§ Exercise requirements: From the entries below, copy out all lines holding "query".

§ Dataset entries:
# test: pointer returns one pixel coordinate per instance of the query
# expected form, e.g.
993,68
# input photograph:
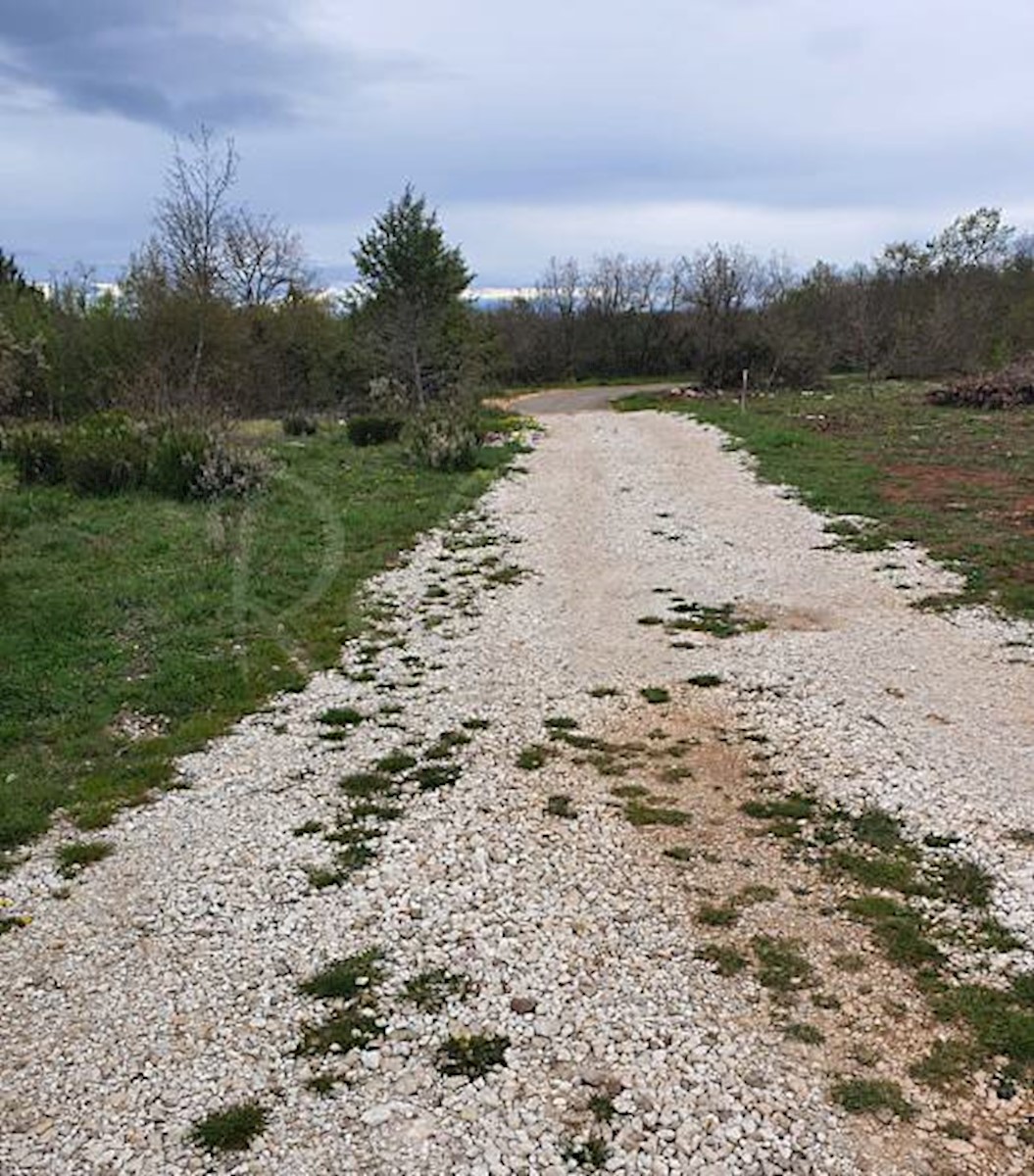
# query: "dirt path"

§ Solution to this exercise:
# test: pointer returns one pixel coordinate per instance of the query
# query: "dirt path"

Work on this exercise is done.